The labor market has been the juggernaut of the U.S. economy over the past two years, spearheading its recovery from the coronavirus pandemic which broke out in 2020. So today’s release of Nonfarm payrolls was as important as hardly ever before. Jobs growth, which has been blamed for runaway inflation in the U.S., has begun easing too. U.S. employers slashed 76,835 jobs in November, some 127% more than in October and five times more than a year ago, private employment tracker Challenger, Gray&Christmas (more known as the Challenger’s Job Cuts indicator) reported earlier on Thursday. Prior to that, payrolls processor ADP said private sector employers in the United States created just about 127,000 jobs in November, the smallest in almost two years.
■ ■ ■
What this exercise asks:
(1) List every number in the labor market passage that is written in digits, in the order they appear.
(2) Quote the labor market passage from "The labor market" down to "almost two years.".
The lines that come next have no connection to the labor market passage.

Data extract:
■ ■ ■
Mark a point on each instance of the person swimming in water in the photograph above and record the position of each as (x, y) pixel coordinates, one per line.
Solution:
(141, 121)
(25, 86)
■ ■ ■
Answers by item:
(1) 2020, 76,835, 127%, 127,000

(2)
The labor market has been the juggernaut of the U.S. economy over the past two years, spearheading its recovery from the coronavirus pandemic which broke out in 2020. So today’s release of Nonfarm payrolls was as important as hardly ever before. Jobs growth, which has been blamed for runaway inflation in the U.S., has begun easing too. U.S. employers slashed 76,835 jobs in November, some 127% more than in October and five times more than a year ago, private employment tracker Challenger, Gray&Christmas (more known as the Challenger’s Job Cuts indicator) reported earlier on Thursday. Prior to that, payrolls processor ADP said private sector employers in the United States created just about 127,000 jobs in November, the smallest in almost two years.